═════ RECORDS SUPPLIED ═════

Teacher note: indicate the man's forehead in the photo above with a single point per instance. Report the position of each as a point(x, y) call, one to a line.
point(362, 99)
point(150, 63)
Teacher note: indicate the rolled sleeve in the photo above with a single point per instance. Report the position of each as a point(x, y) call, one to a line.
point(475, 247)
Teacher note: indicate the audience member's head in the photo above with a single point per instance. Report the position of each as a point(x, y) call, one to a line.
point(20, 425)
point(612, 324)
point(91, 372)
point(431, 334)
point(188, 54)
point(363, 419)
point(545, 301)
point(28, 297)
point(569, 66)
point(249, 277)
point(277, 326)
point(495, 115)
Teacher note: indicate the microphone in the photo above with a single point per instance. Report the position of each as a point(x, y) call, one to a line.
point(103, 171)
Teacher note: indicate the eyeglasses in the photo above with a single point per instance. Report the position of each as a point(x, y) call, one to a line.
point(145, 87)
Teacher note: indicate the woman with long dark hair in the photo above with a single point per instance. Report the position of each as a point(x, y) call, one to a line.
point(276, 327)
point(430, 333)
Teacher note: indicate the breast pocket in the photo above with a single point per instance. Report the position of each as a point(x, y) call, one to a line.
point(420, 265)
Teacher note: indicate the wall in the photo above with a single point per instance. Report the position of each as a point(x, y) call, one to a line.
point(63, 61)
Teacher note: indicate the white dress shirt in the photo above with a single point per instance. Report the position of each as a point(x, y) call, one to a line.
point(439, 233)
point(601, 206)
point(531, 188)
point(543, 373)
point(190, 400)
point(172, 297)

═════

REQUIRED WORK. Write each entry out again, exactly as it reads above.

EXERCISE OUTPUT.
Teacher note: indicate the man's forehead in the photo above with a single point per instance. Report the position of each as a point(x, y) call, one to a line.
point(362, 99)
point(150, 63)
Teacher note: indicate the rolled sleeve in the photo above with a single point per instance. Report the position of each as a point(x, y) call, one to a line.
point(475, 247)
Teacher note: indicate the audience member's head in the photo above with a single point per instance. Report the position of each as a point(x, y) call, one to a line.
point(20, 425)
point(612, 324)
point(91, 372)
point(431, 334)
point(188, 54)
point(363, 419)
point(545, 301)
point(28, 297)
point(569, 66)
point(249, 277)
point(277, 326)
point(495, 115)
Teacher note: indicate the microphone in the photo above with a single point per instance. Report the position of each as a point(x, y) call, one to a line.
point(103, 171)
Teacher note: indicate the eyeglasses in the photo above with a single point per instance. Report the position of each as a point(x, y) call, one to a line.
point(145, 87)
Teacher note: indicate the woman with long dark hair in the photo above with a single point per instance. Report the position of each as a point(x, y) call, one to a line.
point(276, 327)
point(430, 333)
Teacher note: indicate the breast pocket in the photo above with a single point per instance. Report the position of each as a point(x, y) call, one to a line.
point(420, 265)
Teacher note: indicate the wall in the photo above with a single point per instance. Report the position of each as a point(x, y) call, one to a line.
point(63, 61)
Teacher note: indicate the white dress shirt in the photo above with a single point per instance. Report the position of each as a point(x, y) call, one to a line.
point(439, 233)
point(601, 206)
point(531, 188)
point(543, 373)
point(190, 400)
point(172, 297)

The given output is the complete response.